> **TASK INSTRUCTIONS**: Rewrite the items below with each "paved road" swapped for "dirt road", leaving everything else as it stands.
[begin TASK MATERIAL]
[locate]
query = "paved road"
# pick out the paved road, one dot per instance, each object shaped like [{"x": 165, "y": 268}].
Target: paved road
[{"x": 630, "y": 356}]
[end TASK MATERIAL]
> **SOLUTION TO THE PROBLEM**:
[locate]
query = "dirt road"
# pick out the dirt road, one dot per instance, each object shaped like [{"x": 165, "y": 268}].
Target: dirt road
[{"x": 630, "y": 356}]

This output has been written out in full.